RECORDS.
-- Opening Marker --
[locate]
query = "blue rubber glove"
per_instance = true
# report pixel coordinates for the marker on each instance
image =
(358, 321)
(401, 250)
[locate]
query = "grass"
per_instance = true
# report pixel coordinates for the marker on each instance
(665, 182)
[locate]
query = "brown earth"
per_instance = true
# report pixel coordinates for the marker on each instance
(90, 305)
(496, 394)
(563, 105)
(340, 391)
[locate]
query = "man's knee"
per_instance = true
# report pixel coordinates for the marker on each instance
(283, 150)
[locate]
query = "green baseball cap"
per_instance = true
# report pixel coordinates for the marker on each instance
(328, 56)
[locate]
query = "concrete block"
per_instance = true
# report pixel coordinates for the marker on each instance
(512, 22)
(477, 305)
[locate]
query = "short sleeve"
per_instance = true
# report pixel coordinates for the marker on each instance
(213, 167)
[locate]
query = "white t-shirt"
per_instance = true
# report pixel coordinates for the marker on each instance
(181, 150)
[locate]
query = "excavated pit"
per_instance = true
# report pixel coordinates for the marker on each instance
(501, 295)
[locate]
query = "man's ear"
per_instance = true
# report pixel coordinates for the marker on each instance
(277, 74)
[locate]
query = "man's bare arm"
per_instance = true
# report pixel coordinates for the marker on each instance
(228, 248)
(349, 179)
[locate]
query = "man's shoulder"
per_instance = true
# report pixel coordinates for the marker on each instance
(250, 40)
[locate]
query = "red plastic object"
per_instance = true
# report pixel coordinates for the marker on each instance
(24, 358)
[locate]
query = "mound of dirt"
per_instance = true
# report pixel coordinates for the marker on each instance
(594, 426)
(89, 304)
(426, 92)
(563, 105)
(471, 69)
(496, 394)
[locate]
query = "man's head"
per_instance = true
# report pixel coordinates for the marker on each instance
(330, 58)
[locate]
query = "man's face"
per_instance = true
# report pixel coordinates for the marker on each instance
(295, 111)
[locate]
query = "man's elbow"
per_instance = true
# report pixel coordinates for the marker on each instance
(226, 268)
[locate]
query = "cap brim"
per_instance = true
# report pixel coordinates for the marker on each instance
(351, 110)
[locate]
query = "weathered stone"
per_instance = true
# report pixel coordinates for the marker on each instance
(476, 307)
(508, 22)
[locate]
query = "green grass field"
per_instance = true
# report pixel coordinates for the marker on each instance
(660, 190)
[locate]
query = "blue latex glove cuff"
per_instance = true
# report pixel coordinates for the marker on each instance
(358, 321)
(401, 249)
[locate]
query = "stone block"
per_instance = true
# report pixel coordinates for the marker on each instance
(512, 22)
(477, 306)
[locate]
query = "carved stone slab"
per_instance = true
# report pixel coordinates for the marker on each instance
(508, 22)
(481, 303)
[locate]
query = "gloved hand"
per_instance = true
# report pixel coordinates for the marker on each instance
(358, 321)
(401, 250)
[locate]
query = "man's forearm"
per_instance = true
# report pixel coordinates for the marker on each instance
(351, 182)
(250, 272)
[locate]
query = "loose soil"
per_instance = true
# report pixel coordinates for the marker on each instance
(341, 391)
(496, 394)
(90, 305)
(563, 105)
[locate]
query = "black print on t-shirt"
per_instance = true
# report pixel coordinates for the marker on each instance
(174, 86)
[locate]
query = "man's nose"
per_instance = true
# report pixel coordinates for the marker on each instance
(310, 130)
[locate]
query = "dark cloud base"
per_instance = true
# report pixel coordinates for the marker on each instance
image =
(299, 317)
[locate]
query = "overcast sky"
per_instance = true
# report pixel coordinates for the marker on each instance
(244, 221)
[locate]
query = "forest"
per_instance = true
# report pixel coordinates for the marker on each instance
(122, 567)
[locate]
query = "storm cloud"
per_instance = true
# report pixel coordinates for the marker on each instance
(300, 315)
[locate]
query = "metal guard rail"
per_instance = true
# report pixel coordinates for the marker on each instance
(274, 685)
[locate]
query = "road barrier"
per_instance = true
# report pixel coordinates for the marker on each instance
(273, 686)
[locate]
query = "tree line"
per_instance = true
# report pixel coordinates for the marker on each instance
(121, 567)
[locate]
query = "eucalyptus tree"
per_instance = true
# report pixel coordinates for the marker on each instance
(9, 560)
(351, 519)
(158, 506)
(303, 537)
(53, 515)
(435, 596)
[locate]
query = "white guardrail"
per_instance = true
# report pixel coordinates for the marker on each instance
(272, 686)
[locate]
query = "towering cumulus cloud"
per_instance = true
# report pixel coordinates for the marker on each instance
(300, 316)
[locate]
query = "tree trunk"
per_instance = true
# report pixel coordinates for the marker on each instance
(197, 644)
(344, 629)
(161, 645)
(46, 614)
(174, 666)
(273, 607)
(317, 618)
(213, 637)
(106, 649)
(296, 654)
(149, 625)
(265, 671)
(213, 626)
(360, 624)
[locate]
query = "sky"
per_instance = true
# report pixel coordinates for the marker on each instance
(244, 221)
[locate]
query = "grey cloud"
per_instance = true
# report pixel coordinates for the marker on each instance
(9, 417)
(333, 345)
-- Closing Marker --
-- Opening Marker --
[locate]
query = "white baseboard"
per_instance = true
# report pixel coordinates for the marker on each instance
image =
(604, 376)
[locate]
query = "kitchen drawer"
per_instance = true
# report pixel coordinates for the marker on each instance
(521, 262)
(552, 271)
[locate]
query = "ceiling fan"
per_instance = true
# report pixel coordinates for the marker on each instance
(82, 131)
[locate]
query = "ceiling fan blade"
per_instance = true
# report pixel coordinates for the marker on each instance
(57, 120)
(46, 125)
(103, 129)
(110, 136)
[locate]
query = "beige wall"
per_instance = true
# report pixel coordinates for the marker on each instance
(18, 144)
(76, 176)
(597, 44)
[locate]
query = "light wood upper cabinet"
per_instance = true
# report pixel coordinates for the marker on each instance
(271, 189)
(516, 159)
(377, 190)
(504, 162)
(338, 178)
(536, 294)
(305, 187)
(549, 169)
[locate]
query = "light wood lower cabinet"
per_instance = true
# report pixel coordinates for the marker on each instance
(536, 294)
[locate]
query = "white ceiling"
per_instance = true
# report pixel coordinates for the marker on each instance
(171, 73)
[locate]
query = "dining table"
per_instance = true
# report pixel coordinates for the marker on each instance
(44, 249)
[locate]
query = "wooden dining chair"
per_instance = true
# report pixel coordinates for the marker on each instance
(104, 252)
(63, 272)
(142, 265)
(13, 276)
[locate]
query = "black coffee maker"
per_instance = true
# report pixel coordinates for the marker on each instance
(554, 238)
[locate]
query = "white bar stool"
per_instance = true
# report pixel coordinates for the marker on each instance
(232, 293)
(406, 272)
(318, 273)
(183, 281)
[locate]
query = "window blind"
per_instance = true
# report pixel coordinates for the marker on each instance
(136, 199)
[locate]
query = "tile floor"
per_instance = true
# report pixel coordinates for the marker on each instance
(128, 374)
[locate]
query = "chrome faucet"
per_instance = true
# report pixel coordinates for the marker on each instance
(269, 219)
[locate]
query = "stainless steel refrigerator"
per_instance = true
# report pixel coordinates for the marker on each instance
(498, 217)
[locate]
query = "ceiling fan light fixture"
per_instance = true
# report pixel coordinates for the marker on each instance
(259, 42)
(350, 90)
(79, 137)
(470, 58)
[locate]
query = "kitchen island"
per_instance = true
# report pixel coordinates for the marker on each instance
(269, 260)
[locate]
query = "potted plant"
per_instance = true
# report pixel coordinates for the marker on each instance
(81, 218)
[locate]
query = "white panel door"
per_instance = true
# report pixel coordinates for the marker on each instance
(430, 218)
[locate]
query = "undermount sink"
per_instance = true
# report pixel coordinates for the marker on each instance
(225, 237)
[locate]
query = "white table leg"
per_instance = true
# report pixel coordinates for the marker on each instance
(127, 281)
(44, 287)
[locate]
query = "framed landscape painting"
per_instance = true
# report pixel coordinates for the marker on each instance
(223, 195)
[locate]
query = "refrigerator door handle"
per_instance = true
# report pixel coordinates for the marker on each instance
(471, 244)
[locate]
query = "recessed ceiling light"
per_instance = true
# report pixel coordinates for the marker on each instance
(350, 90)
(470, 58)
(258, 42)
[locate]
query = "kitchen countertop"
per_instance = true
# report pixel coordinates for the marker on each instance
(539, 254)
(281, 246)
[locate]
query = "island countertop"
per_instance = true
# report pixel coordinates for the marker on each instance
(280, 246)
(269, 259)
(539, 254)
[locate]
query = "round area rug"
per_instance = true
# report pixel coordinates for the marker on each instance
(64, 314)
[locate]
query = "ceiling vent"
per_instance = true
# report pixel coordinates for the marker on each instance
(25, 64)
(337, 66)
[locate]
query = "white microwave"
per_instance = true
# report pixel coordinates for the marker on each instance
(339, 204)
-- Closing Marker --
-- Opening Marker --
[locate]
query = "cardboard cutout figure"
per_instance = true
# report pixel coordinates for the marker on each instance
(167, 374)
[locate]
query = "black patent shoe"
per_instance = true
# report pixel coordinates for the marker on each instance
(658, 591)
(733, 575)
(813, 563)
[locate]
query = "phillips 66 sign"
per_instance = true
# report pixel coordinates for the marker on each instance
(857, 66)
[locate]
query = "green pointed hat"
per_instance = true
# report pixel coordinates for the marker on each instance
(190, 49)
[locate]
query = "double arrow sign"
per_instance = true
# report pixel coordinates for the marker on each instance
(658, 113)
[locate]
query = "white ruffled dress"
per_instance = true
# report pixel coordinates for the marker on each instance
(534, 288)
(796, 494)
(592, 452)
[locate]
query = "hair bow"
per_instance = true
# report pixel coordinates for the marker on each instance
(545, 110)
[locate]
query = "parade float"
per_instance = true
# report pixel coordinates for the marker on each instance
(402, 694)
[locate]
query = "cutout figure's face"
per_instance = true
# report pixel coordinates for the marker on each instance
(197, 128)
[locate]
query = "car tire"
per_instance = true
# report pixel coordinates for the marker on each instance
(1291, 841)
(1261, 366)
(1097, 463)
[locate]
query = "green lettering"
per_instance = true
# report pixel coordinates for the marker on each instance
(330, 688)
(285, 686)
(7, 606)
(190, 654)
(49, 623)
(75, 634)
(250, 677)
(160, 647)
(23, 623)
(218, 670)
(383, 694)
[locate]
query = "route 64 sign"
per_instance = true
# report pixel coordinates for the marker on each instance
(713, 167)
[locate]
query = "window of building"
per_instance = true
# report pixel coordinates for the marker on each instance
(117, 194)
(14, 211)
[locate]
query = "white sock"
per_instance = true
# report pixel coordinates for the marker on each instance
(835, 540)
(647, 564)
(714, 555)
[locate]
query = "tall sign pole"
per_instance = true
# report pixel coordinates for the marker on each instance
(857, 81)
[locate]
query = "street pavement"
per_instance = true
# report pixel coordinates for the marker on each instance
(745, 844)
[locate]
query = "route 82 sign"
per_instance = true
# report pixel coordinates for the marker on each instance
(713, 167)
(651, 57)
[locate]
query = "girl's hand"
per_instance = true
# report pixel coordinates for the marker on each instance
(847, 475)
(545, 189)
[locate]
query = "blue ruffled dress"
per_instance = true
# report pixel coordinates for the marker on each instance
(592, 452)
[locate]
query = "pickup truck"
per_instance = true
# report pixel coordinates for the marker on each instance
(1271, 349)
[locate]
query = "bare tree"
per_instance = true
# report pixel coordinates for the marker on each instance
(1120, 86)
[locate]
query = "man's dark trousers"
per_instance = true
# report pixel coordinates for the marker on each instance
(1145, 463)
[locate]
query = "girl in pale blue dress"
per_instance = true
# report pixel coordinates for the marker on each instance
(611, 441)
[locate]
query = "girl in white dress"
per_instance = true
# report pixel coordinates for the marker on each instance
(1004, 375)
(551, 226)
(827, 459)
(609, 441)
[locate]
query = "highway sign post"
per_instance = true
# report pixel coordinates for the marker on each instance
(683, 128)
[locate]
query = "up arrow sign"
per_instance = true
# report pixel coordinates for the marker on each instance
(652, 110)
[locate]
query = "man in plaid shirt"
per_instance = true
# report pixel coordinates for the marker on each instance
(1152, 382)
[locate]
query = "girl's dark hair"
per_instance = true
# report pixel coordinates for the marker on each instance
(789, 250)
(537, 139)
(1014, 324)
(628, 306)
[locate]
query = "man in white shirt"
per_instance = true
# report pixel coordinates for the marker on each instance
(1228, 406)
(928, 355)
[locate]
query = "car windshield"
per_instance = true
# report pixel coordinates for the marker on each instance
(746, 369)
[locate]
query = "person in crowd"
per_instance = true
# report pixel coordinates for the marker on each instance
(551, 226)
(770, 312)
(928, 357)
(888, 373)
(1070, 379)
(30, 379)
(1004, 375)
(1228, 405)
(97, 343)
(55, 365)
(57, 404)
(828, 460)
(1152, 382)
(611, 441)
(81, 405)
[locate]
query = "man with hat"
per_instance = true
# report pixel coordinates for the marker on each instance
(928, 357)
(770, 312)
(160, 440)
-- Closing Marker --
WHAT YOU SHOULD DO.
Each line above that contains "white" must be copied out.

TASK RESULT.
query = "white t-shirt"
query = "white guardrail"
query = "white baseboard"
query = "white ceiling"
query = "white bar stool"
query = "white panel door"
query = "white table leg"
query = "white microwave"
query = "white ruffled dress"
query = "white sock"
query = "girl in white dress"
query = "man in white shirt"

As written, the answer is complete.